## DOCUMENT TEXT
§

A little known fact, and a prompt to us as members of the Society of Mary today, is that none-other than the Cure of Ars[1] tried several times to retire to a Marist Community.In 1812, Jean-Marie Vianey and Jean Claude Colin enter the minor seminary of Verrieres on All Saints Day. Marcellin Champagnat had already been there for 7 years. There were 232 students. On the possibility that “our three seminarians formed lasting ties of friendship at Verrieres” Coste comments, “A rapid study is sufficient to show that the statement is devoid of basis” (p.371), and “lacks any really solid historical foundation” (p.375).
It was in 1813 that Jean-Marie Vianey began his first year of theology at the major seminary of Saint-Irenee in Lyons on All Saints day, with Marcellin Champagnat, Jean-Claude Colin, Etienne Declas, Phillippe Janvier, Jean-Baptiste Seyve, Etienne Terraillon who were among the first Marist aspirants.
Less than six weeks after the beginning of the school year, on 9 December, M. Vianey was “sent back to his parish priest” because of his inadequacy with Latin. He returned to the seminary for the examination of June 1814 and then for the preparation to the diaconate beginning in May and extending through to 23 June 1815. He was then ordained a priest on 13 August 1815 in the seminary chapel at Grenoble & immediately appointed as assistant in Ecully.
Did Jean-Marie Vianey know of the project of a Society of Mary, was he one of the seminarians that gave his name to this undertaking? “There again,” says Cost, “ we must answer absolutely in the negative” (p.375).
“It was only during the school year of 1815-16 that the Marist project became generally known in the seminary and that a group of aspirants was formed. At that time, M. Vianey was already engaged in parish ministry. We must therefore exclude categorically that he was ever a member of the group of future Marists” says Coste (p.375).
From the records of ordinations of the archdiocese of Lyons:
- 23 June 1815: Diaconate for M Champagnat, J-C Colin, Declas, Terraillon, Vianey, in the chapel of Saint-Irenee’s seminary, conferred by Bishop Simon.
- 13 August 1815: Priesthood for Jean-Marie Vianey in Grenoble, in the seminary chapel, conferred by Bishop Simon.

§

## INFORMATION GIVEN
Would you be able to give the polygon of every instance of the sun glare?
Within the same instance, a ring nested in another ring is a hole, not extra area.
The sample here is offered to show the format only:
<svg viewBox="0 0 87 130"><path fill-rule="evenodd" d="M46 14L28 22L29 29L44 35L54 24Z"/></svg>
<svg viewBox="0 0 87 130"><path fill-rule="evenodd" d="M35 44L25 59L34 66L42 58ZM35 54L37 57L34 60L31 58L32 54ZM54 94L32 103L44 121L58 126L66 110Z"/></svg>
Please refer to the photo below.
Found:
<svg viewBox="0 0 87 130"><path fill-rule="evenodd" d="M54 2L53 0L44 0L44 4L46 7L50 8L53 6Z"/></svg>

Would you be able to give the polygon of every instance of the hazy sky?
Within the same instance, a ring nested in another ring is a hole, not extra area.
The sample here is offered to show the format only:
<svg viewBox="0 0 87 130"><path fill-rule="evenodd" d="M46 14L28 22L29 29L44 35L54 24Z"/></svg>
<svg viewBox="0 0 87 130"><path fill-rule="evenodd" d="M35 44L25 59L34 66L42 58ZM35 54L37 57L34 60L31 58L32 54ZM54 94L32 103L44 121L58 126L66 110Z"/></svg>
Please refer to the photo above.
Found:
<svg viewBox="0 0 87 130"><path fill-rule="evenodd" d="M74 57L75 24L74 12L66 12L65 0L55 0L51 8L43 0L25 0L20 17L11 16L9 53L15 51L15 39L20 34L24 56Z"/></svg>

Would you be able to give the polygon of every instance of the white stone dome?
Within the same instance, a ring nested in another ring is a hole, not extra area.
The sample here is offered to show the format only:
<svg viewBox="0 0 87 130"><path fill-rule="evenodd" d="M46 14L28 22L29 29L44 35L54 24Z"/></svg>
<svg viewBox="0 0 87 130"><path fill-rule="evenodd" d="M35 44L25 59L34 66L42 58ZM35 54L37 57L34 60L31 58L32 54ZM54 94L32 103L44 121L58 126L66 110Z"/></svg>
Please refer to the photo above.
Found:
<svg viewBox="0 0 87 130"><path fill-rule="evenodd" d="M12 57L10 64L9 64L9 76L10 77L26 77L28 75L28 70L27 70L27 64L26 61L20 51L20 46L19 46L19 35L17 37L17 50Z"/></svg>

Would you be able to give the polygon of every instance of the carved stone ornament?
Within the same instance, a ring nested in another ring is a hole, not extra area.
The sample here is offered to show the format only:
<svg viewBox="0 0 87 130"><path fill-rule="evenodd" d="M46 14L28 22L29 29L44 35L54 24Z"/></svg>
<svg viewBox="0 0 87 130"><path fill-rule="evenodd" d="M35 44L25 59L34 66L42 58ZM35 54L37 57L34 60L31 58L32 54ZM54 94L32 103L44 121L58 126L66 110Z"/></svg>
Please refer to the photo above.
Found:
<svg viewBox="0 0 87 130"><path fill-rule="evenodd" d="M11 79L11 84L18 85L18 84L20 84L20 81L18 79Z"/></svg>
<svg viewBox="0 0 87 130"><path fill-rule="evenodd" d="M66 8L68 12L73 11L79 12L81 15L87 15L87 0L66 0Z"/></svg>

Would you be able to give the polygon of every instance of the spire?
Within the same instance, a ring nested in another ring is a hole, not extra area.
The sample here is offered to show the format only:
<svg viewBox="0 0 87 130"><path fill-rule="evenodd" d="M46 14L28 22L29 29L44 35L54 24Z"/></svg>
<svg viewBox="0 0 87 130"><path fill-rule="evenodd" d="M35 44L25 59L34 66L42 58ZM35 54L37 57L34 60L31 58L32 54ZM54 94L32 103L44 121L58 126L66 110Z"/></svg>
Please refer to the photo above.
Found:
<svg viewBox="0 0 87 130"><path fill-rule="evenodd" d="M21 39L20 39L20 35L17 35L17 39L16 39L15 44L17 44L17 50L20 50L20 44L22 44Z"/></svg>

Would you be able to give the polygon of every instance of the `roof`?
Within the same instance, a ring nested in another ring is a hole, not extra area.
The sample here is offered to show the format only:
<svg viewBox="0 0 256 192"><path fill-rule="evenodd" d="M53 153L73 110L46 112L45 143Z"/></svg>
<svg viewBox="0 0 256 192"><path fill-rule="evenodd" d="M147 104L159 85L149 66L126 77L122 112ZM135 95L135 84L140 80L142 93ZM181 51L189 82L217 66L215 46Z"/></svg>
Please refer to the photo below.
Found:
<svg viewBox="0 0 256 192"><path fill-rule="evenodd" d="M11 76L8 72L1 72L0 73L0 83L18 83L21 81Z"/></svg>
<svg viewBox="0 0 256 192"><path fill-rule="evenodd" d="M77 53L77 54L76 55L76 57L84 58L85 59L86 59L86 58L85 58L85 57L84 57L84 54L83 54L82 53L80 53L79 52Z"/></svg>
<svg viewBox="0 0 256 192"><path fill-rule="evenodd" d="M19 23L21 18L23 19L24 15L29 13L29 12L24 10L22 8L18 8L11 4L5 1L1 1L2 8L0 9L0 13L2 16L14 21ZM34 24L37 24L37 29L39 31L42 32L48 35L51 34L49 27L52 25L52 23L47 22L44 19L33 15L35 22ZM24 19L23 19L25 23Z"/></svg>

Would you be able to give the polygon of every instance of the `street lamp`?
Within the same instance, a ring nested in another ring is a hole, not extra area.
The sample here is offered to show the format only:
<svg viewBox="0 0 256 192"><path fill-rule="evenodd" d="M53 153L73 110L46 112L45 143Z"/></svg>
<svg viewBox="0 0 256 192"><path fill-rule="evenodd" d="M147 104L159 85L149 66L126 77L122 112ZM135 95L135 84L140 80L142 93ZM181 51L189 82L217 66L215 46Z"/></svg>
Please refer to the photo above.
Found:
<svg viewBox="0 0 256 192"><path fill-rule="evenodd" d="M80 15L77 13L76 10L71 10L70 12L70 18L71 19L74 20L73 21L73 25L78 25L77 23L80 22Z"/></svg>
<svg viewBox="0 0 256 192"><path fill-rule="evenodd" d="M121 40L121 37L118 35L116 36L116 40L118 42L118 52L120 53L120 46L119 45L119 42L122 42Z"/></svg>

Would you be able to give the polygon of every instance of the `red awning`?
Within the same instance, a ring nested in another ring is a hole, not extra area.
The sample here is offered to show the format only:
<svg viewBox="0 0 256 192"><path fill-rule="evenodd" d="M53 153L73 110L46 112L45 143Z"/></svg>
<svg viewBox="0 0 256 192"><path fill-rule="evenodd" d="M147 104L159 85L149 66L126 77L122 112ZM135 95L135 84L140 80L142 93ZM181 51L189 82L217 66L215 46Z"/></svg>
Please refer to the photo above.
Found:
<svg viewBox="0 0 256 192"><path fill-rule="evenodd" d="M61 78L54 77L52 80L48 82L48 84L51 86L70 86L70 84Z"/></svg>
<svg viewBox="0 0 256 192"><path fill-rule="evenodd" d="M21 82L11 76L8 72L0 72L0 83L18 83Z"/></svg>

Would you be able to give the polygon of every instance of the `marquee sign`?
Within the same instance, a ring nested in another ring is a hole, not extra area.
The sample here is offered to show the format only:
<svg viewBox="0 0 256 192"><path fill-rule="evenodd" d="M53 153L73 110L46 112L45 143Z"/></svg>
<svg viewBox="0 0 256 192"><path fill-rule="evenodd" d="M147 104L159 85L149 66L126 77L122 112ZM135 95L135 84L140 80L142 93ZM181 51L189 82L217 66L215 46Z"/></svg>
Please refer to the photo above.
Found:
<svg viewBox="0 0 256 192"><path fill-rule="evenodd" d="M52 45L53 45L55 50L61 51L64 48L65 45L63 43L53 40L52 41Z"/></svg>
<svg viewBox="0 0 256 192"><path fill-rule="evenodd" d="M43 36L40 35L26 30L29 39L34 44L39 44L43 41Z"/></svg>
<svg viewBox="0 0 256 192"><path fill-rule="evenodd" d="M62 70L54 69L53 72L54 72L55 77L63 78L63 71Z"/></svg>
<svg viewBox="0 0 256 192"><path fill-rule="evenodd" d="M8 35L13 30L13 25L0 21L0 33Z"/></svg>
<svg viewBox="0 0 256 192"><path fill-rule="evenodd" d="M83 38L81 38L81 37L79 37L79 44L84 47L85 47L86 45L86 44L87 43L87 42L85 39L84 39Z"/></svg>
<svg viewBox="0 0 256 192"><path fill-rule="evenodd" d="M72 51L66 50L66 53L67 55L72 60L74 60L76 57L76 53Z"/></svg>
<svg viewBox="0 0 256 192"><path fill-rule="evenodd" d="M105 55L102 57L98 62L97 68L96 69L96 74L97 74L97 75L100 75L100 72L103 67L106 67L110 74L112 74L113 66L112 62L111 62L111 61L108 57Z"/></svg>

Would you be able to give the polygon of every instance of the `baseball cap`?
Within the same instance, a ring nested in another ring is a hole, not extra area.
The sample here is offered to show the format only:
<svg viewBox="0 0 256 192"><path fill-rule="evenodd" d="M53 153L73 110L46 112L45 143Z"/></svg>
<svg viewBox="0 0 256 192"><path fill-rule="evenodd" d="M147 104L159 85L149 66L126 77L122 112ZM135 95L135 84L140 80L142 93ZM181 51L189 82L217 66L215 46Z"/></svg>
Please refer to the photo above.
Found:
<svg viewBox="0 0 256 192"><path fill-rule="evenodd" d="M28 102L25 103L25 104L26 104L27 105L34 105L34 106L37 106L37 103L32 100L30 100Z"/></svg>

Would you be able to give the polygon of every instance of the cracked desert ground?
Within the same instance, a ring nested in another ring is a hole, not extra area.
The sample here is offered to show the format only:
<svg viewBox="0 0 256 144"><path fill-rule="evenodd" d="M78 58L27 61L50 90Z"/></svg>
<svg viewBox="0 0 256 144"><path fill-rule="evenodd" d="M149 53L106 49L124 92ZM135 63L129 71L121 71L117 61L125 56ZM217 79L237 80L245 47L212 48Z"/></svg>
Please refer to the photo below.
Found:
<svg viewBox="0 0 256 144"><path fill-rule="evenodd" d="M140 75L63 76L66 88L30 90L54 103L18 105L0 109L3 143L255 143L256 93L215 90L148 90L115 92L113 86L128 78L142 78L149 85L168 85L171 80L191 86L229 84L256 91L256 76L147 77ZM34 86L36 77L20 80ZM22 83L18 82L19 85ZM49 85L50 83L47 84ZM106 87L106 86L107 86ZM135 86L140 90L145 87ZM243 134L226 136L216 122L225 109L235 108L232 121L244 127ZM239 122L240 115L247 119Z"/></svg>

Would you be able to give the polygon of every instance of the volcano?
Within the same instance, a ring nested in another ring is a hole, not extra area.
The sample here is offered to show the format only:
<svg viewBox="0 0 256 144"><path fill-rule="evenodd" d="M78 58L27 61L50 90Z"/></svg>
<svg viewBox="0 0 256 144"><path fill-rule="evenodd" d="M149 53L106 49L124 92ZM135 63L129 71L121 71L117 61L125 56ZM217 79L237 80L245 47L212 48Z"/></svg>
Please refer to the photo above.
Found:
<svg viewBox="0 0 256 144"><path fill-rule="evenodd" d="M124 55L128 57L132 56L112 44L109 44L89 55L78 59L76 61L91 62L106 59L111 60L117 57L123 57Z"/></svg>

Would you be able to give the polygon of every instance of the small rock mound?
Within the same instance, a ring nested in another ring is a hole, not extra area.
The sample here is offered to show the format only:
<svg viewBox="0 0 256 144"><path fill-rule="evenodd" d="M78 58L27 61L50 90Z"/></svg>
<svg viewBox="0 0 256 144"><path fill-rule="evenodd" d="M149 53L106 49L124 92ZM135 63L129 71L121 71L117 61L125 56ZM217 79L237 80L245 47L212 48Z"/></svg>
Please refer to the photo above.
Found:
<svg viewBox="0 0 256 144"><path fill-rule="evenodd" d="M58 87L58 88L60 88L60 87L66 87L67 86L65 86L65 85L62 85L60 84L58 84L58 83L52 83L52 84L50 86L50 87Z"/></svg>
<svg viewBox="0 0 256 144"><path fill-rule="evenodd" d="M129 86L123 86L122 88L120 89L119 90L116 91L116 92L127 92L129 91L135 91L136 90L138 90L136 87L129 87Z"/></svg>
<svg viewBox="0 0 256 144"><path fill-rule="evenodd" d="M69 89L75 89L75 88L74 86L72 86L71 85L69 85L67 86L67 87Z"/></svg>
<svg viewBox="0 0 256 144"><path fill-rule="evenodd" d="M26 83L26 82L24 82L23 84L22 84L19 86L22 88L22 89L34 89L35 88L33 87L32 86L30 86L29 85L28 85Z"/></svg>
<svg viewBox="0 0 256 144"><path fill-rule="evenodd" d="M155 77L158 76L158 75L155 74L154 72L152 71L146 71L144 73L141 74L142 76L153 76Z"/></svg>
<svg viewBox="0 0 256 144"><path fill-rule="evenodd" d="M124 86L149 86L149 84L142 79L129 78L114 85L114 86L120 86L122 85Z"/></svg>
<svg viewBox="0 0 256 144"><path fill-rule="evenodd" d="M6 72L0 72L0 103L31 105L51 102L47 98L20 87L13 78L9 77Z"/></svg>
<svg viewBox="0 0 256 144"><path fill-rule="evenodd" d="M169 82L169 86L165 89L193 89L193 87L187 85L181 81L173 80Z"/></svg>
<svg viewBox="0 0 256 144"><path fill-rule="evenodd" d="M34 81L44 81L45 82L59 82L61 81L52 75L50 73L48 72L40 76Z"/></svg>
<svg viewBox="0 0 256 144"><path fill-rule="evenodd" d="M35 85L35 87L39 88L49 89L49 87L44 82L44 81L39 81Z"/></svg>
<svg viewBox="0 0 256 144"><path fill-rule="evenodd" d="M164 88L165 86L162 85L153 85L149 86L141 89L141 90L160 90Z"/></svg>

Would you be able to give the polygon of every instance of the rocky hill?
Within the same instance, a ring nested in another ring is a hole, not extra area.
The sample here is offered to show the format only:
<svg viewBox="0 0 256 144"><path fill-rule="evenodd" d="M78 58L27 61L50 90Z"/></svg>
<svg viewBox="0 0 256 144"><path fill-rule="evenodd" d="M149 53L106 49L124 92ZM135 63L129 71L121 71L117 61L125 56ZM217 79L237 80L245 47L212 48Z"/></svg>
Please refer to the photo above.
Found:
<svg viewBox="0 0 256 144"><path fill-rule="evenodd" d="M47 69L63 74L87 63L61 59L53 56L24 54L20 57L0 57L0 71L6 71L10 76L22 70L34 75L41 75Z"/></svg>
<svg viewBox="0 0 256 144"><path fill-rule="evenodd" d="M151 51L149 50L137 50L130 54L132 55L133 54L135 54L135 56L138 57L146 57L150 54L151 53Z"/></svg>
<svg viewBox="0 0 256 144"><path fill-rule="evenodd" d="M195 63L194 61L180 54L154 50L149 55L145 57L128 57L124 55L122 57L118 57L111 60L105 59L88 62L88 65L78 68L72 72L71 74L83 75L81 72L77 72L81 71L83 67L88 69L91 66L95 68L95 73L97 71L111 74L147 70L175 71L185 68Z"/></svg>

§

## TASK STATEMENT
In the text about the Cure of Ars and the early Marists, on what date and in what place was Jean-Marie Vianey ordained a priest?

## OUTPUT
He was ordained on 13 August 1815 in the seminary chapel at Grenoble.